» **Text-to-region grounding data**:

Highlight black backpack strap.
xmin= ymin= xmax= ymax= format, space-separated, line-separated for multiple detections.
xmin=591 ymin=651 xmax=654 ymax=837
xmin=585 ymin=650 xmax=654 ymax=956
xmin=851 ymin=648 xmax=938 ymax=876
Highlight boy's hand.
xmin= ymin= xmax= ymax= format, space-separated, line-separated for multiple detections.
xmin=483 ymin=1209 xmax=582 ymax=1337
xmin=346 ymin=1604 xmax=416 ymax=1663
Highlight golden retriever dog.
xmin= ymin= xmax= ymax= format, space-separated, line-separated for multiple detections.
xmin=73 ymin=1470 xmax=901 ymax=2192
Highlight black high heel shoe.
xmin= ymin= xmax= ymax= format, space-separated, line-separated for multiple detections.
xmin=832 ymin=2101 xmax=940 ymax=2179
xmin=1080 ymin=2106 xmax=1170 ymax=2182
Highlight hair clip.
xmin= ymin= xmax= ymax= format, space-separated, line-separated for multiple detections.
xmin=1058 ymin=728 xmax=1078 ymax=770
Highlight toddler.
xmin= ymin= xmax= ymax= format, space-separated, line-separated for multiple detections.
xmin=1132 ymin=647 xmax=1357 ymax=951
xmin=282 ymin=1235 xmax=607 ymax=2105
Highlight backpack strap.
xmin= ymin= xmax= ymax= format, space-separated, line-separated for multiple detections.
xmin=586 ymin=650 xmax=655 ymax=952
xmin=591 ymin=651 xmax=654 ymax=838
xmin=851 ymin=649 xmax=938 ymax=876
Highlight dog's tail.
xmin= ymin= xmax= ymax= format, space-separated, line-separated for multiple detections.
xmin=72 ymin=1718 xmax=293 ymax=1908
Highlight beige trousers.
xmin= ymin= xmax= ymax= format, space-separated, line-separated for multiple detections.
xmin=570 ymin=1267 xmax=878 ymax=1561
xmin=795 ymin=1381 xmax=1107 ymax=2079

» **TASK STATEMENT**: Nothing in the records may be left out; transcribe all of them exactly.

» **EXERCISE OUTPUT**:
Highlight black backpack strap.
xmin= ymin= xmax= ymax= format, space-separated, line-separated for multiple detections.
xmin=591 ymin=651 xmax=654 ymax=837
xmin=585 ymin=650 xmax=654 ymax=956
xmin=851 ymin=648 xmax=938 ymax=876
Highlight boy's hand.
xmin= ymin= xmax= ymax= format, space-separated, line-separated for multiple detections.
xmin=483 ymin=1209 xmax=582 ymax=1337
xmin=346 ymin=1604 xmax=416 ymax=1663
Highlight golden retriever dog.
xmin= ymin= xmax= ymax= format, space-separated, line-separated for multiple detections.
xmin=73 ymin=1470 xmax=901 ymax=2192
Highlight black high heel shoe.
xmin= ymin= xmax= ymax= format, space-separated, line-separated for multiple detections.
xmin=832 ymin=2101 xmax=940 ymax=2179
xmin=1080 ymin=2106 xmax=1170 ymax=2182
Highlight hair clip.
xmin= ymin= xmax= ymax= format, space-separated, line-separated for multiple detections.
xmin=1058 ymin=728 xmax=1078 ymax=770
Highlight toddler.
xmin= ymin= xmax= ymax= format, space-separated, line-separated for multiple detections.
xmin=1132 ymin=647 xmax=1357 ymax=951
xmin=282 ymin=1235 xmax=607 ymax=2105
Highlight backpack strap.
xmin= ymin= xmax= ymax= format, space-separated, line-separated for multiple detections.
xmin=586 ymin=650 xmax=655 ymax=952
xmin=591 ymin=651 xmax=654 ymax=838
xmin=851 ymin=649 xmax=938 ymax=876
Highlight dog's tail.
xmin= ymin= xmax= ymax= format, space-separated, line-separated for multiple detections.
xmin=72 ymin=1718 xmax=293 ymax=1908
Highlight beige trousers.
xmin= ymin= xmax= ymax= format, space-separated, line-separated for multiple detections.
xmin=570 ymin=1267 xmax=878 ymax=1561
xmin=795 ymin=1381 xmax=1107 ymax=2079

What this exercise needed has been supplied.